> Set task A
Please write out the records verbatim, starting at their first line and ending at the line that contains "341), (366, 332)]".
> Set task B
Carry the review of Vivian Apple forward from its final sentence.

What happens in Vivian Apple is fascinating: over time a new religion, the Church of America, has risen to power and proclaims that the rapture will happen on a certain date, leaving everyone else behind. And then the rapture does indeed appear to happen, leaving those behind to wrestle with this new world and their own personal losses. Those who had doubt and did not question said doubt now begin to question it. Slowly, chaos erupts as food resources become scarce and power vacuums are filled with believers that have a definite agenda. In all of this are fascinating examinations of faith and doubt, power, gender roles, the influence of the church over not only personal every day life but things like education and government, and consumerism. There are of course some interesting twists and turns along the way which both make the story an entertaining read but further illuminate some of today’s real world issues with a bit of side eye.

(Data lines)
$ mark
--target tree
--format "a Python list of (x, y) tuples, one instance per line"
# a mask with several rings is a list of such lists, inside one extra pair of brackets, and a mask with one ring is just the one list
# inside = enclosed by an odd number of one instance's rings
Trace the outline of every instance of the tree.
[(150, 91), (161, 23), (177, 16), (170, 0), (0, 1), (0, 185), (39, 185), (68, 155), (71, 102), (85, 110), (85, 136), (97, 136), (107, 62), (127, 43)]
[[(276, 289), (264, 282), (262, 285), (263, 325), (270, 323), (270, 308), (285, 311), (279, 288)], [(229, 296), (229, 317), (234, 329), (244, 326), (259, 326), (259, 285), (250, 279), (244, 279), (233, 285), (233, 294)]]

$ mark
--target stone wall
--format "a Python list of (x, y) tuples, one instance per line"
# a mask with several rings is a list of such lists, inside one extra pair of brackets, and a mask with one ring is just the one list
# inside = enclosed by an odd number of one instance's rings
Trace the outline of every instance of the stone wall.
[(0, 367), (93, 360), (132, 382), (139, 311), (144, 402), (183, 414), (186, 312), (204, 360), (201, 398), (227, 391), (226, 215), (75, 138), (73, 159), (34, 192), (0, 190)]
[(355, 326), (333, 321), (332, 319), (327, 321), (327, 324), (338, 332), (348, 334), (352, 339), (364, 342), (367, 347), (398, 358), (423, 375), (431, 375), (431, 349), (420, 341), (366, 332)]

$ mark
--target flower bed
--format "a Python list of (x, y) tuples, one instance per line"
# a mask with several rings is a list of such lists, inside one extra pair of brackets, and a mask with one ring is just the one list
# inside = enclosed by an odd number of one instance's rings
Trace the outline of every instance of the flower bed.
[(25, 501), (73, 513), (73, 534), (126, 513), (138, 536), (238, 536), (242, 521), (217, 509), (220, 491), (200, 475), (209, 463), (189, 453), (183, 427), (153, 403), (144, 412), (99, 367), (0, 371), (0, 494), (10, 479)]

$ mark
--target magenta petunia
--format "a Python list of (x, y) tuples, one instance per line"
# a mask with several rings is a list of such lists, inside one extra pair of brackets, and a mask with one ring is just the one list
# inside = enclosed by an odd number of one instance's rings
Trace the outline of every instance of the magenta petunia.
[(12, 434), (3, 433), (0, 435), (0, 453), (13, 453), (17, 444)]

> Result A
$ mark
--target tree
--format "a Python list of (x, y) tuples, one instance per line"
# a mask with several rings is a list of such lists, inside one extra pair of brackets, and a mask with one ring is just the one list
# inside = enclosed by an odd number of one instance's rings
Trace the outline of every instance of the tree.
[(150, 91), (161, 23), (177, 16), (170, 0), (0, 1), (0, 185), (39, 185), (68, 155), (71, 102), (85, 110), (85, 136), (97, 136), (107, 62), (127, 43)]
[[(276, 289), (264, 282), (262, 285), (263, 325), (270, 323), (270, 308), (285, 311), (279, 288)], [(229, 296), (229, 317), (234, 329), (244, 326), (259, 326), (259, 285), (250, 279), (244, 279), (233, 285), (233, 294)]]

$ mark
--target stone wall
--format "a Python list of (x, y) tuples, one instance per line"
# a mask with several rings is a list of such lists, inside one extra pair of brackets, and a mask with one ring is just the one list
# inside = enclosed by an odd number of one instance's rings
Trace the outline of every instance of the stone wall.
[(0, 367), (93, 360), (132, 382), (139, 311), (144, 402), (183, 414), (186, 312), (204, 360), (201, 398), (227, 391), (226, 215), (75, 138), (73, 159), (34, 192), (0, 190)]
[(355, 326), (333, 321), (332, 319), (327, 321), (327, 324), (338, 332), (348, 334), (352, 339), (364, 342), (367, 347), (398, 358), (423, 375), (431, 375), (431, 349), (420, 341), (366, 332)]

> Result B
Vivian Apple also highlights some of the sins of the church, though in this case it is a made up church which is standing in for any number of churches that truly exist in our world today. People aren’t just cast out for their unbelief or sinful ways, they are set on fire, murdered in the street, punished for being unbelievers or worse. After being baptized believers are removed from public school because their teachings don’t agree with church teachings, and there is some great discussion in here about faith, reason and science.
But Vivian Apple is not necessarily anti-faith, as represented by a beloved teacher named Wambaugh. She provides a balance and voice in the midst of this chaos that reminds us that one faith isn’t necessarily more legitimate than another, but that you also can’t conflate all believers into one category. They’re not all violent or hateful, some of them choose a different faith path. She has a profound discussion with Vivian, who is surprised to learn that Wambaugh has any faith at all, about how she finds comfort and guidance in her belief system. Everything she says in this discussion is relevant and profound and moving to me. “It’s not up to me to tell you what you should believe in. That’s the thing you’ve got to figure out for yourself,” she says, which is of course one of the main parts not only of Vivian’s journey, but of all people every where, especially teenagers.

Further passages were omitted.